◆ The exercise: Provide the data again in its entirety, exactly as given.

======== Provided data

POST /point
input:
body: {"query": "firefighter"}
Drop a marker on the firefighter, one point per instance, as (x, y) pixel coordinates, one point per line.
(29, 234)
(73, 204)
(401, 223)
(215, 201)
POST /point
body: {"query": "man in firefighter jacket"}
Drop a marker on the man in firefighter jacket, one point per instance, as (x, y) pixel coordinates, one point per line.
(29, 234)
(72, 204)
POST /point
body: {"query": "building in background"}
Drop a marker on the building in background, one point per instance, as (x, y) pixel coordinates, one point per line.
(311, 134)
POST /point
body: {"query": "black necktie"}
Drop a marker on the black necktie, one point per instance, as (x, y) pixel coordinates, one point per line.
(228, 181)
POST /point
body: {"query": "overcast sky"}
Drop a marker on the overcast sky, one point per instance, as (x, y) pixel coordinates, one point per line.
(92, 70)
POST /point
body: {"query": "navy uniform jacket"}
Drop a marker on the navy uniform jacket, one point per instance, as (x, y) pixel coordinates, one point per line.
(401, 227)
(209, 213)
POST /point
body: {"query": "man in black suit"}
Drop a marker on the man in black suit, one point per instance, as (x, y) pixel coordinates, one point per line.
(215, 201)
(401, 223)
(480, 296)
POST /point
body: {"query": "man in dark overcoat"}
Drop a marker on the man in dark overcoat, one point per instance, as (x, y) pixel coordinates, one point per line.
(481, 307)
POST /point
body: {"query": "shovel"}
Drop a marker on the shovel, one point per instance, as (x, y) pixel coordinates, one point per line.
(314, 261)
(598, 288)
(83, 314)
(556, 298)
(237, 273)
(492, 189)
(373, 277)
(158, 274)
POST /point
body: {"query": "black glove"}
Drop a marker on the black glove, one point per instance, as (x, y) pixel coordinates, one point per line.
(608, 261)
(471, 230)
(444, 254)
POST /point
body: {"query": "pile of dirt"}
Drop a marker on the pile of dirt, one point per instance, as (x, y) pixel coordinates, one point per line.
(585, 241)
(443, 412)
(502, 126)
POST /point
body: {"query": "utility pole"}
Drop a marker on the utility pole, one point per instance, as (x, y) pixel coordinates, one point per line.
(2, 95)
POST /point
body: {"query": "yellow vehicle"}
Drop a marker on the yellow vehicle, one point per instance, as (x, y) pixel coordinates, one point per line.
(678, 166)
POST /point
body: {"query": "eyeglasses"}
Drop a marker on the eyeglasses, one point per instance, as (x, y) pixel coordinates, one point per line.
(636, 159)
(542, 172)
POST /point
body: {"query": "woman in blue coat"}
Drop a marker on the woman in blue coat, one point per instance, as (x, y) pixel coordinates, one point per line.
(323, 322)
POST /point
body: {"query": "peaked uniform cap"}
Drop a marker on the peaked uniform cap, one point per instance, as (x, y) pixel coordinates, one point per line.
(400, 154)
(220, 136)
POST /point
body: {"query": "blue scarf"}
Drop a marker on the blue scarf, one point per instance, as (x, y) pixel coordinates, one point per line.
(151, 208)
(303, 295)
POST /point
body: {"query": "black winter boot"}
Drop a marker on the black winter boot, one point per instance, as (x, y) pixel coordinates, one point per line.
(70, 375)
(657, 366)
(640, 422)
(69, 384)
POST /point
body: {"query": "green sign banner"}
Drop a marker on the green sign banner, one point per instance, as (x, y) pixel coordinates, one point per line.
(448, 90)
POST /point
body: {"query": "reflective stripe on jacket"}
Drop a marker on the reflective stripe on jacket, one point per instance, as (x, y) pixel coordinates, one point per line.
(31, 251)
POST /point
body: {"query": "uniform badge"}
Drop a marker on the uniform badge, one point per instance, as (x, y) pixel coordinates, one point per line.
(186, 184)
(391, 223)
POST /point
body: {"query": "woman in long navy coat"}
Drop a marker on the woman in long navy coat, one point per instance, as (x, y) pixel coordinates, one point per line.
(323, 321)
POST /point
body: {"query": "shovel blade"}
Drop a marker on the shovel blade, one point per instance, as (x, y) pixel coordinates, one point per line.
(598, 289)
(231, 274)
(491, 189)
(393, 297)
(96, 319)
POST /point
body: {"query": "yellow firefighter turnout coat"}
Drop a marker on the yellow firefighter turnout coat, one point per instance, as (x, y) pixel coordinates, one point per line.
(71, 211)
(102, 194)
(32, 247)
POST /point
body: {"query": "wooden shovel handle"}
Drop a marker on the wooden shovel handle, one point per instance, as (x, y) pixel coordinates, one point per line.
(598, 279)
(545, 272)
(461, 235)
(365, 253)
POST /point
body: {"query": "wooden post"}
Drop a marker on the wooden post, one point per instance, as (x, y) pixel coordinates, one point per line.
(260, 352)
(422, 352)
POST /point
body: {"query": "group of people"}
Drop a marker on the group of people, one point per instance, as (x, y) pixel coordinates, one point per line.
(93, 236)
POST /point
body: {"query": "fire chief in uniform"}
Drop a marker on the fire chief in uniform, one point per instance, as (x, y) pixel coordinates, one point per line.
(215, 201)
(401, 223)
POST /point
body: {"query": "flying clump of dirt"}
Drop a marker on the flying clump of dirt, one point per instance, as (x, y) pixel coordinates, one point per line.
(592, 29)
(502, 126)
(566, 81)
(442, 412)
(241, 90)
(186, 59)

================

◆ Reply:
POST /point
input:
body: {"query": "firefighter"}
Drop a marker on the firefighter, one point per instance, as (x, y) pixel coordinates, one point per line.
(29, 234)
(73, 204)
(401, 223)
(215, 201)
POST /point
body: {"query": "man in firefighter jacket"}
Drop a marker on the man in firefighter jacket, one point per instance, as (x, y) pixel coordinates, one point per line.
(29, 234)
(72, 204)
POST /point
body: {"query": "building in background"}
Drop a marker on the building in background, one point per instance, as (x, y) pixel coordinates, one point per line.
(311, 134)
POST /point
body: {"query": "black necktie"}
Drop a marker on the black necktie, one point per instance, as (x, y) pixel coordinates, one point per line.
(228, 181)
POST /point
body: {"query": "overcast sky"}
Drop a marker on the overcast sky, one point per instance, as (x, y) pixel coordinates, one point per line.
(92, 70)
POST /point
body: {"query": "navy uniform jacket"}
Drop a marker on the navy uniform jacket, one point per instance, as (x, y) pixel coordinates, one point per line.
(401, 227)
(209, 213)
POST /point
body: {"query": "man in black suit"}
Drop a marker on the man in black suit, one point per instance, as (x, y) pixel coordinates, one point per line.
(215, 201)
(401, 223)
(480, 296)
POST /point
body: {"query": "man in dark overcoat"}
Drop a marker on the man in dark overcoat, one point per instance, as (x, y) pixel coordinates, one point per line.
(481, 307)
POST /point
body: {"query": "shovel"}
Drop a marker on the shovel, one point per instance, as (x, y) pixel coordinates, one point per line.
(314, 261)
(598, 288)
(83, 314)
(556, 298)
(237, 273)
(492, 189)
(373, 277)
(158, 274)
POST /point
body: {"query": "black glove"}
Drop a marker on the black glove, one point per instance, as (x, y) pixel coordinates, one point per line.
(608, 261)
(471, 230)
(444, 254)
POST /point
body: {"query": "pile of dirt"}
Drop a marker on the pile of dirt, one point per instance, as (x, y) pixel coordinates, one point per line.
(585, 241)
(443, 412)
(502, 126)
POST /point
body: {"query": "utility pole"}
Drop a marker on the utility pole, one point per instance, as (x, y) pixel coordinates, one point per line.
(2, 95)
POST /point
body: {"query": "yellow vehicle"}
Drop a marker on the yellow vehicle, one point per instance, as (x, y) pixel coordinates, one point per line.
(678, 166)
POST /point
body: {"query": "eyeglasses"}
Drop a marker on the eyeglasses, one point per instance, as (x, y) pixel coordinates, one point per line.
(636, 159)
(542, 172)
POST /point
body: {"query": "woman in blue coat"}
Drop a marker on the woman in blue coat, one point per instance, as (x, y) pixel coordinates, one point per line.
(323, 322)
POST /point
body: {"query": "peaked uniform cap"}
Drop a marker on the peaked uniform cap, one point per instance, as (x, y) pixel coordinates, one point per line.
(400, 154)
(220, 136)
POST /point
body: {"query": "blue scarf"}
Drop a marker on the blue scarf, one point per instance, as (x, y) pixel coordinates, one point per line.
(151, 208)
(303, 295)
POST /point
body: {"query": "black winter boot"}
Drop a marker on the black winter boot, one point per instance, as (x, y) pixel coordinates, one point per line.
(70, 375)
(657, 366)
(640, 422)
(69, 384)
POST /point
body: {"query": "green sign banner"}
Drop a marker on the green sign banner, one point per instance, as (x, y) pixel coordinates, one point per line.
(448, 90)
POST /point
body: {"query": "reflective stripe on jacket"}
Drop a marker on the reflective stripe on jacket, one point per instance, as (x, y) pixel coordinates, one point per line.
(31, 251)
POST /point
body: {"query": "uniform badge"}
Drop a marker on the uniform badge, one point per instance, as (x, y) pixel coordinates, one point per line.
(186, 184)
(391, 223)
POST /point
body: {"query": "woman in long navy coat"}
Drop a marker on the woman in long navy coat, one point per instance, as (x, y) pixel coordinates, one point per line.
(323, 321)
POST /point
body: {"query": "shovel blade"}
Drop a marker on the shovel blade, one point per instance, as (x, y) pixel coordinates, one point per line.
(598, 289)
(231, 274)
(491, 189)
(393, 297)
(96, 319)
POST /point
body: {"query": "yellow firefighter turnout coat"}
Drop a marker on the yellow firefighter turnout coat, one point per instance, as (x, y) pixel coordinates, one point per line.
(71, 211)
(102, 194)
(32, 247)
POST /point
body: {"query": "wooden shovel handle"}
Drop a marker on the wooden shovel handle, one point per instance, as (x, y) pixel coordinates, one point per line.
(598, 279)
(545, 272)
(461, 235)
(365, 253)
POST /point
body: {"query": "wooden post"}
Drop a marker on the wooden post, one point per instance, as (x, y) pixel coordinates, one point per line.
(260, 352)
(422, 352)
POST /point
body: {"query": "group of people"}
Drop a marker on the group of people, one point per instance, as (x, y) pixel coordinates, one point per line.
(93, 236)
POST /point
body: {"query": "fire chief in uniform"}
Drop a marker on the fire chief in uniform, one point per instance, as (x, y) pixel coordinates, one point per line.
(215, 201)
(401, 223)
POST /point
body: {"query": "flying clump of dirt"}
Drop a marker on the flying clump of dirt, one point per instance, as (x, y) pixel coordinates, one point per line.
(592, 29)
(502, 126)
(566, 81)
(442, 412)
(241, 90)
(186, 59)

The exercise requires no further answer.